Retype, character for character, everything from the line containing "Can you confirm the presence of any white table in" down to the line containing "left=33, top=56, right=89, bottom=126", including both of those lines.

===== Supplied records

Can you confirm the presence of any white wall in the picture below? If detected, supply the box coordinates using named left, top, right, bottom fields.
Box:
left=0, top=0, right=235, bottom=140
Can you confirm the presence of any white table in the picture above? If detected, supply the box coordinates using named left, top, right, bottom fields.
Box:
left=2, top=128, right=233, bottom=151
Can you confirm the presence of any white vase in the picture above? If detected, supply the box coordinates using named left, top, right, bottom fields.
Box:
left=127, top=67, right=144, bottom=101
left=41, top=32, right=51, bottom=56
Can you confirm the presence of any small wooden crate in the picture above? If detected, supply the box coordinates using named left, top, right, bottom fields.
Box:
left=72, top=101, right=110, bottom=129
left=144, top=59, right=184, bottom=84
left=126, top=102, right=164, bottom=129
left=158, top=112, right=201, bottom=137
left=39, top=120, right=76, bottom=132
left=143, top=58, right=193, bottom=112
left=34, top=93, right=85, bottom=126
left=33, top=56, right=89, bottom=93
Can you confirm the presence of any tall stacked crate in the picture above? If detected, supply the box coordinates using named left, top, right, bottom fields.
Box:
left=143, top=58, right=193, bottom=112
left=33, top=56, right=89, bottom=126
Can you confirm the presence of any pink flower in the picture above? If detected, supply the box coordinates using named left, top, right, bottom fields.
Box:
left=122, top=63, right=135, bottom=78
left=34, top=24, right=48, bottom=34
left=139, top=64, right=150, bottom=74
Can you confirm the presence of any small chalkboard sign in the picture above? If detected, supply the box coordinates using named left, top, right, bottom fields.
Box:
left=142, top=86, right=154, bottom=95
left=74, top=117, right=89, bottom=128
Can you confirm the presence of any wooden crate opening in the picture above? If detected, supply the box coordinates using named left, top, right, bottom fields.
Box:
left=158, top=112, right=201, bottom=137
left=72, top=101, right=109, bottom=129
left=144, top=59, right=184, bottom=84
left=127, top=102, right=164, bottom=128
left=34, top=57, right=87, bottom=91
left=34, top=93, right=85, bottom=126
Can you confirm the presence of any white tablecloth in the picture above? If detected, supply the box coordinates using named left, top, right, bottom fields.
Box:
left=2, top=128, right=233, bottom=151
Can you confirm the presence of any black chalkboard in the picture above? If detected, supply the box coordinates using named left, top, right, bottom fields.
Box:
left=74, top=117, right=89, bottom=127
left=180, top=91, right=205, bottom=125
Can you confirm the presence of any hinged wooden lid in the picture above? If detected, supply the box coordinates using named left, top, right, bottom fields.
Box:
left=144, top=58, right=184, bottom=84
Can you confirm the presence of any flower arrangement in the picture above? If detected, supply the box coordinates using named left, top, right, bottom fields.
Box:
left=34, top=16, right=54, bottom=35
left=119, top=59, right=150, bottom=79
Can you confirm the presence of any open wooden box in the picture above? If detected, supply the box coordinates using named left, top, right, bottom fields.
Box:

==========

◆ Task answer:
Can you confirm the presence of any white table in the picture above? If detected, supply the box coordinates using named left, top, right, bottom fields.
Box:
left=2, top=128, right=233, bottom=151
Can you confirm the presence of any white vase in the picture above? If detected, supply the box coordinates using named left, top, right, bottom fields.
Box:
left=127, top=67, right=144, bottom=101
left=41, top=32, right=51, bottom=56
Can you confirm the presence of any small wooden crate in the picture above? If detected, supply the box coordinates using named left, top, right, bottom fields.
Box:
left=72, top=101, right=110, bottom=129
left=144, top=59, right=184, bottom=84
left=126, top=102, right=164, bottom=129
left=158, top=112, right=201, bottom=137
left=39, top=120, right=76, bottom=132
left=143, top=58, right=193, bottom=112
left=34, top=93, right=85, bottom=126
left=33, top=56, right=89, bottom=93
Can you confirm the presence of any tall stacked crate in the picture above? If detected, supply the box coordinates using named left, top, right, bottom fields.
Box:
left=143, top=58, right=193, bottom=112
left=33, top=56, right=89, bottom=126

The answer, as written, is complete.